§ **WHAT YOU WILL DO**:
Render as a numbered list the lines below, from the line containing "Where can you spot the player's right" through the end of the records, both ends included. Omit any blank lines.

(Entries taken from a collection)
────────────────
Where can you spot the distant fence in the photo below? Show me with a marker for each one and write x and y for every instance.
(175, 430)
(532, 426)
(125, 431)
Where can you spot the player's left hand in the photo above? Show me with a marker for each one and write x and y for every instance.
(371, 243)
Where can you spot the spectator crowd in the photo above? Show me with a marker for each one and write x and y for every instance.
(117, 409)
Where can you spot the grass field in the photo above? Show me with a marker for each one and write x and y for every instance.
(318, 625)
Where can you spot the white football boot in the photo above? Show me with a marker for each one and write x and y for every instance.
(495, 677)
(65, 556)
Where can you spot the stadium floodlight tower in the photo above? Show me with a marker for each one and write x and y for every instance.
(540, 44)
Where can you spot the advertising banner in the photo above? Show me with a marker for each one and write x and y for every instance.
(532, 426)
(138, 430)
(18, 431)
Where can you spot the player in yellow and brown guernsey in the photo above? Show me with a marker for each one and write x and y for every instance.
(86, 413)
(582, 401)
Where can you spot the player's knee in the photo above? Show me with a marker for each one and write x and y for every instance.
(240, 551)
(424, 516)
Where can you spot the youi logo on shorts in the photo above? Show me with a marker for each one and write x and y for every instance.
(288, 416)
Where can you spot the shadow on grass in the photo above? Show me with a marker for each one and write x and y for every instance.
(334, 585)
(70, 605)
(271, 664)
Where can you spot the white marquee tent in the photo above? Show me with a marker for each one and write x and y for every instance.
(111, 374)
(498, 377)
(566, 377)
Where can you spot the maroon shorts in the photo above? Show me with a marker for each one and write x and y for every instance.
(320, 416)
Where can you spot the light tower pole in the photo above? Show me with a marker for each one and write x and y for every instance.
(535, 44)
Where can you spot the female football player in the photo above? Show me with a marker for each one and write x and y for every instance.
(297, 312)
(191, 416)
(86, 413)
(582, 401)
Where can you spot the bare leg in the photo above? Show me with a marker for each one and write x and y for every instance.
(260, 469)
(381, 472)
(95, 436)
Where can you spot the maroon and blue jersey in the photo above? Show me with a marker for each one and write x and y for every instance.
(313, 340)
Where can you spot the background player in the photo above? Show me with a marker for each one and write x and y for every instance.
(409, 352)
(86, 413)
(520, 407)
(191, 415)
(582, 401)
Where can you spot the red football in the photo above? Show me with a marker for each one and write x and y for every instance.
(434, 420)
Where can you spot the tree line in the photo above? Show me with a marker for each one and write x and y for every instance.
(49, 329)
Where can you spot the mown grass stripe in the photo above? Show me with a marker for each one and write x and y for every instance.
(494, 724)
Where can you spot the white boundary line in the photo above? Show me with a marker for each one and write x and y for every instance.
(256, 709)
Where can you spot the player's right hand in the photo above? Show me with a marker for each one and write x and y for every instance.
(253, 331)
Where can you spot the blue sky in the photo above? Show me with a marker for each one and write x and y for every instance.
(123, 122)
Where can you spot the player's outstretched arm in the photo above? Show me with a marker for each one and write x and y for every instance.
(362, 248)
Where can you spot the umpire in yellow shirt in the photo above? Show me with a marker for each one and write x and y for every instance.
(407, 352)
────────────────
§ **THE ANSWER**:
1. Where can you spot the player's right hand in the photo above? Show me with a marker for each one and write x and y for every instance.
2. (253, 331)
3. Where can you spot the blue sky in the photo above? Show me with a marker for each one and write x and y for every instance.
4. (123, 122)
5. Where can you spot the player's outstretched arm in the photo above? Show me with a marker for each one and write x and y for every instance.
6. (362, 248)
7. Where can you spot the umpire in yellow shirt in the photo above? Show me with a marker for each one and write x and y for every instance.
8. (407, 352)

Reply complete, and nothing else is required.